(Fragmento)
---------------
Por una parte, el poeta puede encarnar el mal, convertido en valor supremo. Esta asociación le permite superar todo límite impuesto por la sociedad, aportándole una completa libertad tanto en la forma como en el contenido. Es la actitud de los poetas malditos (en sentido amplio), desde Baudelaire o Verlaine a Trakl o Pizarnik. Entre ellos, Rimbaud es quien mejor teoriza sobre la cuestión, señalando en una carta que él mismo emprendió un proceso de “encanallamiento” progresivo en cuanto método de conocimiento, en el cual cabían toda clase de enajenaciones, a través de las emociones extremas, las drogas, el alcohol o las experiencias sexuales límite, incluidas las perversiones. Un camino que permite transmutar en belleza el dolor o el sufrimiento, pero que indudablemente conduce a la autodestrucción, como le sucedió a muchos de estos poetas, que terminaron en la cárcel, el suicidio, la miseria, la locura o la soledad:

 

Yo digo que hay que ser vidente, hacerse vidente. El poeta se hace vidente por medio de un largo, inmenso y razonado desarreglo de todos los sentidos. Él busca por sí mismo y agota en sí mismo todas las formas de amor, de sufrimiento, de locura, todos los venenos, para no quedarse sino con sus quintaesencias. Inefable tortura en la que necesita de toda la fe, de toda la fuerza sobrehumana, en la que se convierte, entre todos, en el gran enfermo, el gran criminal, el gran maldito –¡y el supremo sabio! ¡Porque alcanza lo desconocido! (Rimbaud).
---------------
(Datos proporcionados)
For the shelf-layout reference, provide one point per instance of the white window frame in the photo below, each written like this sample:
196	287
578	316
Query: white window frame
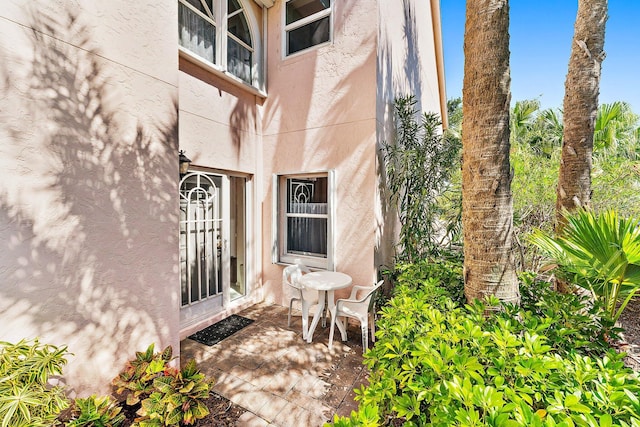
---------------
(Qué se pide)
En el fragmento sobre los poetas malditos, ¿qué autor es quien mejor teoriza sobre la cuestión?

(Resultado)
Rimbaud.